- [WHAT IS EXPECTED]: Rewrite the records from the line with "Task: indicate the concrete" to the line with "<point>477,298</point>", both lines included, requests and all. Raise every coordinate in the answer points by 18, and leave the requests and their sample coordinates as they are.

- [EXTRACTED ENTRIES]:
--
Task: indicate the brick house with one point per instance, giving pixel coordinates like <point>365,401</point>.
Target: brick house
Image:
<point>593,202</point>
--
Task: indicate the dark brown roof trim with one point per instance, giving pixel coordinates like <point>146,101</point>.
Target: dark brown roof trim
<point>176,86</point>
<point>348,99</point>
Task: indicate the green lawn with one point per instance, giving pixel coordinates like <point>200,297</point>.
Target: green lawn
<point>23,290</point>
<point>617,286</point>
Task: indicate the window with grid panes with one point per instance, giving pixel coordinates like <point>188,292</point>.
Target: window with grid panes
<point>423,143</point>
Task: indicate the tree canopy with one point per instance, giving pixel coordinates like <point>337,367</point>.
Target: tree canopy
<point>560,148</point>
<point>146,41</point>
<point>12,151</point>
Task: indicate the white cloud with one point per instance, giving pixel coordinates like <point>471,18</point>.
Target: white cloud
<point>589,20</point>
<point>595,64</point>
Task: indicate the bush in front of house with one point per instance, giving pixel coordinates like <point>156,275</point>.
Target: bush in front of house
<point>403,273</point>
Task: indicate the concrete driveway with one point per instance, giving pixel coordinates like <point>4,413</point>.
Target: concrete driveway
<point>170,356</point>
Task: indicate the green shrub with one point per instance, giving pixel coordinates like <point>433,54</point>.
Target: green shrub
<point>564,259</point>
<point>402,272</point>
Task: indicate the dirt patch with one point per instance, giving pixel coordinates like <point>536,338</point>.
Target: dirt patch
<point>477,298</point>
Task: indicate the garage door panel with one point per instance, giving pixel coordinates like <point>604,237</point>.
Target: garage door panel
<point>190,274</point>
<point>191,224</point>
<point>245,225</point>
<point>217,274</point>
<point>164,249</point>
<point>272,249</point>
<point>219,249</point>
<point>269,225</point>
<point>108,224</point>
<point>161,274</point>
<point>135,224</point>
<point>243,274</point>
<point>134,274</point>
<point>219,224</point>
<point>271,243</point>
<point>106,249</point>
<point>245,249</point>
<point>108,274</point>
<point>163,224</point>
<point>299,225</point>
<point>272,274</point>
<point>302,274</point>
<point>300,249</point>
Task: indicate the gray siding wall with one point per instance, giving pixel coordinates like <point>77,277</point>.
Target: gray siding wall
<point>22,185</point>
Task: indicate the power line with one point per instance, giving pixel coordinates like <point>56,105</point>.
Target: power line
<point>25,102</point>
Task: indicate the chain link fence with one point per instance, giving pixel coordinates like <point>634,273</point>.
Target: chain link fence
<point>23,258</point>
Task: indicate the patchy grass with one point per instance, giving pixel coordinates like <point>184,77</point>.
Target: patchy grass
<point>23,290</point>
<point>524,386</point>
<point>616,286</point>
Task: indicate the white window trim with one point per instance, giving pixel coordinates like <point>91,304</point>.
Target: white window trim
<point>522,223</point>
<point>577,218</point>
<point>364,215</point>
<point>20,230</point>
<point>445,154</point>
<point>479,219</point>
--
- [FULL ANSWER]:
Task: indicate the concrete driveway with one point per instance, giving pixel coordinates like <point>4,413</point>.
Target: concrete driveway
<point>188,374</point>
Task: indicate the green shrub with one point per instance, giving pixel coordinates like <point>433,54</point>.
Target: green shrub
<point>582,277</point>
<point>420,290</point>
Task: indicate the dirt patch with one point per instance, giving pixel coordinates like <point>536,338</point>.
Target: dirt patch
<point>495,316</point>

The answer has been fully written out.